READING PASSAGE -
- Born: Judith Peixotto Sulzberger December 27, 1923 New York City, New York, U.S.
- Died: February 21, 2011 (aged 87) New York City, New York, U.S.
- Education: Smith College Columbia University College of Physicians and Surgeons
- Spouses: ; Matthew Rosenschein Jr. ​ ​(m. 1946; div. 1956)​ 2 children, ; Richard N. Cohen ​ ​(m. 1958; div. 1972)​, ; Budd Levinson ​ ​(m. 1972; div. 1984)​, ; ​ ​(before 2011)​
- Children: Daniel H. Cohen (died 2016) James M. Cohen
- Parent(s): Arthur Hays Sulzberger Iphigene Bertha Ochs
- Scientific career
- Fields: Medicine, pathology, public health, genome, autism spectrum disorders, malaria
- Workplaces: Columbia University College of Physicians and Surgeons The New York Times The East Hampton Star Wildlife Conservation Society Rainforest Alliance Pasteur Foundation New York of Pasteur Institute Grasslands Hospital Weill Cornell Medical College St. Luke's-Roosevelt Hospital Center

= Judith Sulzberger =

American pathologist

Judith Peixotto Sulzberger (December 27, 1923 – February 21, 2011) was an American physician and philanthropist. Her family has been associated with The New York Times since her grandfather Adolph Ochs purchased the paper in 1896.

==Early life and childhood==
Sulzberger was one of four children of Iphigene Sulzberger (née Ochs) (1892–1990) and Arthur Hays Sulzberger (1891–1968), the publisher of The New York Times from 1935-61.

Her brother, Arthur Ochs "Punch" Sulzberger served as publisher of The New York Times and chairman and CEO of the Times Company; her sister Marian Sulzberger Heiskell was a philanthropist; and her other sister, Ruth Sulzberger Holmberg was a publisher.

==Education==
She graduated from Smith College in 1946, and from the Columbia University College of Physicians and Surgeons in 1949.

PROBLEM DETAILS -
Write the next part of the biography of Judith Sulzberger, picking up after its last sentence.

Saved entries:
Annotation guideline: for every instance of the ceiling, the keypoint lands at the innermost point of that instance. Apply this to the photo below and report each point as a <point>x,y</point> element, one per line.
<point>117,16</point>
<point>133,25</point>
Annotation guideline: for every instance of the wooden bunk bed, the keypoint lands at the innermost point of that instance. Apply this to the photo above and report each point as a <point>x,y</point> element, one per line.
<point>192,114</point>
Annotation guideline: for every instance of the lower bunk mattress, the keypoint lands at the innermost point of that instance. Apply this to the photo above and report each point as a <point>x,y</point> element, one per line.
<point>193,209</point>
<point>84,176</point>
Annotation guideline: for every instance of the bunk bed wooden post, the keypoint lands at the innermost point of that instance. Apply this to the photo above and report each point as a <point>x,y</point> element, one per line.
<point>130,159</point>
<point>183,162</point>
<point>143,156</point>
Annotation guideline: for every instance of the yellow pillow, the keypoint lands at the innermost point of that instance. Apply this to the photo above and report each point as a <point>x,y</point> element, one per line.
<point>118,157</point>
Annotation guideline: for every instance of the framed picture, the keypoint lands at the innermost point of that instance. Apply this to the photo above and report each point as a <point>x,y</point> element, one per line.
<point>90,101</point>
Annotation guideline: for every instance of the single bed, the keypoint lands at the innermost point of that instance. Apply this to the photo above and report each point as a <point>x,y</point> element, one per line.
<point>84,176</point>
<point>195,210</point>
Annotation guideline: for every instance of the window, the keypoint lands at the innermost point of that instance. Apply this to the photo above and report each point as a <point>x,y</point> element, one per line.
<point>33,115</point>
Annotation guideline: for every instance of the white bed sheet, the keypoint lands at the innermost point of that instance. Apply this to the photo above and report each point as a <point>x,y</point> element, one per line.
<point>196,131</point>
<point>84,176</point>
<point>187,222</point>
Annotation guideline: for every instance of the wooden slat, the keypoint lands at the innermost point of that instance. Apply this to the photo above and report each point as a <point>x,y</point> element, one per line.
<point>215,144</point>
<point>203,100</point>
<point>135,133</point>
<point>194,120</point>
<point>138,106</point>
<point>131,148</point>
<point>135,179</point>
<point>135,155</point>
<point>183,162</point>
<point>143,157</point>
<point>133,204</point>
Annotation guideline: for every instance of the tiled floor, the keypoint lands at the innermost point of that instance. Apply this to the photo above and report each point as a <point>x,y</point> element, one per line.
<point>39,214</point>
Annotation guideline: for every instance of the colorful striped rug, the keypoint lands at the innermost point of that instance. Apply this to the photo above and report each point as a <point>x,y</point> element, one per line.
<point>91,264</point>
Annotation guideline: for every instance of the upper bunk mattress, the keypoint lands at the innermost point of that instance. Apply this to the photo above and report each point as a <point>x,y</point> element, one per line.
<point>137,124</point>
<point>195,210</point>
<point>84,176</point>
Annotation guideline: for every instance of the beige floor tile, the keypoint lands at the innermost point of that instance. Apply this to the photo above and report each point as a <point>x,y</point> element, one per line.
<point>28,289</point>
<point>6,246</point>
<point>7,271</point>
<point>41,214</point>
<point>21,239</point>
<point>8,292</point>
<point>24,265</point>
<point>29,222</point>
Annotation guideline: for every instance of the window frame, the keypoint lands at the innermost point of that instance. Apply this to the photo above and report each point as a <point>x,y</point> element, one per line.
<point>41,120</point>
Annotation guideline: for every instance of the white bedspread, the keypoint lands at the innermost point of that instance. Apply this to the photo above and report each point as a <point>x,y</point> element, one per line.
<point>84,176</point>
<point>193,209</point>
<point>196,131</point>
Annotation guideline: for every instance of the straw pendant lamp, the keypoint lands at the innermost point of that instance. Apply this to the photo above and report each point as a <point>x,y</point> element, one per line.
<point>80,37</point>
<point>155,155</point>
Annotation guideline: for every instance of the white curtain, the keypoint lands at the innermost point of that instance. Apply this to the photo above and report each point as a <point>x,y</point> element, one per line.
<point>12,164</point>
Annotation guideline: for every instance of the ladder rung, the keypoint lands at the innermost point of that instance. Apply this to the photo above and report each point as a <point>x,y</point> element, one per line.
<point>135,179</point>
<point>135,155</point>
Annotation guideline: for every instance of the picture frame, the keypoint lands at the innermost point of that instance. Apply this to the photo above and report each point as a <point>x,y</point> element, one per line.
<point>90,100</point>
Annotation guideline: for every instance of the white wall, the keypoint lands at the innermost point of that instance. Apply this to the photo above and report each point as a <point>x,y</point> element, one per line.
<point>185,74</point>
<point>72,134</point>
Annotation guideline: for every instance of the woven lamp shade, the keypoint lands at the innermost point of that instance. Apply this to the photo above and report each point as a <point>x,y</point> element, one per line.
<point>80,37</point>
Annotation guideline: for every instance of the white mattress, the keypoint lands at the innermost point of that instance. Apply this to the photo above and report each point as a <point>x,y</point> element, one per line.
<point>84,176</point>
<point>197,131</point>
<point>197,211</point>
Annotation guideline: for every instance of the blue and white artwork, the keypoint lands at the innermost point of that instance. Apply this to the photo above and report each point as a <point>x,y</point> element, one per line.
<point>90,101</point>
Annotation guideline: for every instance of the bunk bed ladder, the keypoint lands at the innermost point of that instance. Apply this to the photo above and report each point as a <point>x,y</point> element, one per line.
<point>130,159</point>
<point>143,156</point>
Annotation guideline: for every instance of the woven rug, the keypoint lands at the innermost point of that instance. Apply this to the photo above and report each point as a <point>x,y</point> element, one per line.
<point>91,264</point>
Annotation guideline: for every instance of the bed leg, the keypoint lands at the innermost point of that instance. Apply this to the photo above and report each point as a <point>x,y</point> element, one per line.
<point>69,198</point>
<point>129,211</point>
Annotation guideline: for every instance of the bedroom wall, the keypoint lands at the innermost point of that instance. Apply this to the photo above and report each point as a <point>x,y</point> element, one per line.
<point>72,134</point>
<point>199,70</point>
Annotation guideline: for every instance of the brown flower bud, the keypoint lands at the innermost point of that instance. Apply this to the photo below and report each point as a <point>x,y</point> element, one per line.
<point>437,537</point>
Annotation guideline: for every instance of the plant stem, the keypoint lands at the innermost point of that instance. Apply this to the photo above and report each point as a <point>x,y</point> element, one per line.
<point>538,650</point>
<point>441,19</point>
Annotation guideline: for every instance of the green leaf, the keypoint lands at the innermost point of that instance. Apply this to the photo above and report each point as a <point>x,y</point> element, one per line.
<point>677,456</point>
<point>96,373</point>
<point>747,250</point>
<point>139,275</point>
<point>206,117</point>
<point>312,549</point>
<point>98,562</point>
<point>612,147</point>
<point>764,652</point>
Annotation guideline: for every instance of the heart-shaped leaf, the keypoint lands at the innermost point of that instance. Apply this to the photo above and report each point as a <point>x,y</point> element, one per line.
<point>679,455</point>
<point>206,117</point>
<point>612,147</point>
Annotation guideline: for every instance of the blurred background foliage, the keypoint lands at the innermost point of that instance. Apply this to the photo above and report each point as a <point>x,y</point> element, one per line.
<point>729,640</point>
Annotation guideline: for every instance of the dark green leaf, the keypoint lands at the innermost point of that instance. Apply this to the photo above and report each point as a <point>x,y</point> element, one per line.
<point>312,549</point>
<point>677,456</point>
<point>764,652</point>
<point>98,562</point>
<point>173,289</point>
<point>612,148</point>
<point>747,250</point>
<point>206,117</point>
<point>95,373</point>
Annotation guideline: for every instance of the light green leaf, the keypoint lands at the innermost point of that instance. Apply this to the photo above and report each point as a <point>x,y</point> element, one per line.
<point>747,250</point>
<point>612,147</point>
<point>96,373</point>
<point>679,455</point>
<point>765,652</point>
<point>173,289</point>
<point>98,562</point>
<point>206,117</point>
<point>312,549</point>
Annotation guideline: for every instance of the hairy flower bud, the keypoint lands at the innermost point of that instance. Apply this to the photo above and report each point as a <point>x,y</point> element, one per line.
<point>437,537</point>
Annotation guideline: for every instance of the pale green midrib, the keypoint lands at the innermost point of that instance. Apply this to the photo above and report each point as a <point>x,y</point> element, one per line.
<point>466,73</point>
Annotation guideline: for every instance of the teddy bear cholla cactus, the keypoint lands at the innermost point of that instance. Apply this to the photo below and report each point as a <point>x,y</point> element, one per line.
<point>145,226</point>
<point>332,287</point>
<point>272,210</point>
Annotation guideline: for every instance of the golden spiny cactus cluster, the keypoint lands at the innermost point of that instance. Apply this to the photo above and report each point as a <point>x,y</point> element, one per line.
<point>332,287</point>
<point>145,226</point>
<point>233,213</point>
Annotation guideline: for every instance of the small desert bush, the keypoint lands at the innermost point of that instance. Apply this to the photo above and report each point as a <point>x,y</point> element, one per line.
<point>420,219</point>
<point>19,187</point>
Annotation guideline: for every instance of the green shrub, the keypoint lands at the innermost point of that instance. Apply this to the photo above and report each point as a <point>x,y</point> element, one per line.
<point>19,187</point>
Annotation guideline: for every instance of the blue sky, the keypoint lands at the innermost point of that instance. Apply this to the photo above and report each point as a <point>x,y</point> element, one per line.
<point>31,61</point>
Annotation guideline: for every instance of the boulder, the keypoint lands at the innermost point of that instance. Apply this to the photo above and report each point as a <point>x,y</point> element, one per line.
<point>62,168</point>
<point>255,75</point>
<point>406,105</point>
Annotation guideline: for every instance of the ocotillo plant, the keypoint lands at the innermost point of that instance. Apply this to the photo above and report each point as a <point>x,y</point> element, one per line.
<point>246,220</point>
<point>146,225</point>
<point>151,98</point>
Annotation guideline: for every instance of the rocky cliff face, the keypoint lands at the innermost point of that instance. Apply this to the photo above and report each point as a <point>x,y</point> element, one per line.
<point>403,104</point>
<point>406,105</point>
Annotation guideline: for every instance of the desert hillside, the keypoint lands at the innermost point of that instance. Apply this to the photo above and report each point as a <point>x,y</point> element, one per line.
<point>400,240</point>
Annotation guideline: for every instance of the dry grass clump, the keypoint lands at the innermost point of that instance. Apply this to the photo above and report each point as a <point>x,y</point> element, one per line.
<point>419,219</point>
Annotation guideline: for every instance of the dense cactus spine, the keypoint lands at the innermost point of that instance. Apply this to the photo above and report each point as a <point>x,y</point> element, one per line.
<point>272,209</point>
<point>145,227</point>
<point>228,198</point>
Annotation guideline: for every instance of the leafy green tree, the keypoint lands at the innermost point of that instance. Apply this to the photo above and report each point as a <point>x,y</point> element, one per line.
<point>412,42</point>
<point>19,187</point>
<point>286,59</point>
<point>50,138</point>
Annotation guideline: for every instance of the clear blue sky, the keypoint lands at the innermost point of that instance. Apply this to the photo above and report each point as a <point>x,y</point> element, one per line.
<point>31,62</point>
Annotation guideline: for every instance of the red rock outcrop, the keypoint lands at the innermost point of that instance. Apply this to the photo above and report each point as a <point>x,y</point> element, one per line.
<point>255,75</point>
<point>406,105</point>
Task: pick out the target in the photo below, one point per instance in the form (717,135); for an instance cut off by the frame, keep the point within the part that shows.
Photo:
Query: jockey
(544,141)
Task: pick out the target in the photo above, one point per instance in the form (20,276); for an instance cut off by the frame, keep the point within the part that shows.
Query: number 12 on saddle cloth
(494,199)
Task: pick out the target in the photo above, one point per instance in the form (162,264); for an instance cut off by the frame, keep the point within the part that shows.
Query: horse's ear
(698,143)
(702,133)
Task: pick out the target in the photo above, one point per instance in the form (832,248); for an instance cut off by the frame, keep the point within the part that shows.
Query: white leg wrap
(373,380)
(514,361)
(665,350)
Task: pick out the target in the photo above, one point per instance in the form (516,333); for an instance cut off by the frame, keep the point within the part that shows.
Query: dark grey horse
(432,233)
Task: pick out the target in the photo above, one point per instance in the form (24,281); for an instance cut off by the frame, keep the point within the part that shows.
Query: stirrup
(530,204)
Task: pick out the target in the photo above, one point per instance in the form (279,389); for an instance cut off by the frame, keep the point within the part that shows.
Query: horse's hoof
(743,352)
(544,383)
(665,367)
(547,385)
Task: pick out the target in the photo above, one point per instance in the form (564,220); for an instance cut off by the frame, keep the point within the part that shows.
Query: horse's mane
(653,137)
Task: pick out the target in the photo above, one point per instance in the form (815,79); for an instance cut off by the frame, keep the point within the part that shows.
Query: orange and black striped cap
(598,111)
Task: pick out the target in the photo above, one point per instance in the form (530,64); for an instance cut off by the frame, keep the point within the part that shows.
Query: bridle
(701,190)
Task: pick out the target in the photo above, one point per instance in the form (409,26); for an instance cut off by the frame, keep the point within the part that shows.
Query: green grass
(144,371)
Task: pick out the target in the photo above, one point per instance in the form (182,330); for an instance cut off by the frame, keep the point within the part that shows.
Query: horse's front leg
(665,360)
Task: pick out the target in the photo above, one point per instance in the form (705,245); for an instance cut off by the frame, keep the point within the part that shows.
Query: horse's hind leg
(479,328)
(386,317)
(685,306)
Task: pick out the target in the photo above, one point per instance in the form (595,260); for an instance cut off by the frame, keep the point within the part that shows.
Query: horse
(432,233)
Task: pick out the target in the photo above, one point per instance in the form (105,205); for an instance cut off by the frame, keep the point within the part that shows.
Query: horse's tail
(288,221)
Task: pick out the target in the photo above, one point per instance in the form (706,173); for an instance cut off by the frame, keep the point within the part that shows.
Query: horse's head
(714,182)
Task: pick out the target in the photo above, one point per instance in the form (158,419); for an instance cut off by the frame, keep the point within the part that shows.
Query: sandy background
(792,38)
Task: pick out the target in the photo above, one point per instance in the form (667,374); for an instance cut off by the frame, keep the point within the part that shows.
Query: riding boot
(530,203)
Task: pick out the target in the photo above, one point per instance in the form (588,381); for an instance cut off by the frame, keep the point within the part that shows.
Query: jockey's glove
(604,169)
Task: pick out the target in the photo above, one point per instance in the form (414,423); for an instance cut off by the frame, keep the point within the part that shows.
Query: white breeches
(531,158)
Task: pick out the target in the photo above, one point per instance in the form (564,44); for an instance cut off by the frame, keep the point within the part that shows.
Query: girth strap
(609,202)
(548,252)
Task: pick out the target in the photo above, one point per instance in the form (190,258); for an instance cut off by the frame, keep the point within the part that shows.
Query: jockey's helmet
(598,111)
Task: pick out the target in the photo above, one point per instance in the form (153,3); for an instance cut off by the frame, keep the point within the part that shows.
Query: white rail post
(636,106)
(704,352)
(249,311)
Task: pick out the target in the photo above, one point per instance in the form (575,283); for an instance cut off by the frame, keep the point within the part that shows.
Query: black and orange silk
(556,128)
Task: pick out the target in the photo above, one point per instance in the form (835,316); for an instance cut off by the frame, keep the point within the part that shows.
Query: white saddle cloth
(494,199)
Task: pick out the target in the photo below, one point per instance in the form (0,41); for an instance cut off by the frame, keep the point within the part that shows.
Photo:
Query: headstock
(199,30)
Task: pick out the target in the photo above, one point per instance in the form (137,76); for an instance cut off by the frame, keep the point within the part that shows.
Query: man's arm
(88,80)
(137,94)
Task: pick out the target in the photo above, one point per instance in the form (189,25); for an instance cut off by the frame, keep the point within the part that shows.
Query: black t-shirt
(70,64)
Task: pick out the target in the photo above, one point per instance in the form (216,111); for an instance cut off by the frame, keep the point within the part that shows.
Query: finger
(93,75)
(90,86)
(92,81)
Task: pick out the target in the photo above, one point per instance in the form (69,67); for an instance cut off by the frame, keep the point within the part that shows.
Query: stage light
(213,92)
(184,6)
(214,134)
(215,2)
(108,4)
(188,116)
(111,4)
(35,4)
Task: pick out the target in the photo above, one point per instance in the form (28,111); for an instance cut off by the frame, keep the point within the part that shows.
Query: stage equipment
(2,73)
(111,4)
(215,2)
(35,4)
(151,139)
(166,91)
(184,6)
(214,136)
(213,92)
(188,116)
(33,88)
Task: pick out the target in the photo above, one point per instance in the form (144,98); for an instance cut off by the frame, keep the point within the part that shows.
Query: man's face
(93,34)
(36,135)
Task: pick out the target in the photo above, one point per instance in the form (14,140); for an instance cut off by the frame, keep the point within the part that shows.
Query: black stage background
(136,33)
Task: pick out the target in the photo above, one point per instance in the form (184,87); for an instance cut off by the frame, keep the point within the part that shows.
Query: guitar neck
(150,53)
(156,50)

ANSWER BELOW -
She spent two years interning in pathology at Grasslands Hospital of Valhalla, New York but never completed her residency.

==Career==
She was a director of The New York Times from 1974 to 2000, and authored a book, Younger (2003).

In the early 1990s, she provided financing for what became the J.P. Sulzberger Genome Center at Columbia's College of Physicians and Surgeons, her alma mater.

== Personal life ==
She was married four times. She had two sons from her first marriage to Matthew Rosenschein Jr. : Daniel Hays Cohen (né Rosenschein) (1952-2016) and James Matthew "Jace" Cohen (né Rosenschein). Her sons were later adopted by her second husband Richard N. Cohen and they took his last name. Judith and her third husband Budd Levinson divorced in 1984, but later remarried.

==Death==
She died at age 87 from pancreatic cancer in her native New York City. She was survived by, among others, her third husband, Budd Levinson, and her two sons, Daniel Hays Cohen (died 2016) and James Matthew Cohen (from her first marriage), as well as a stepdaughter, two stepsons, four grandchildren, and several step-grandchildren.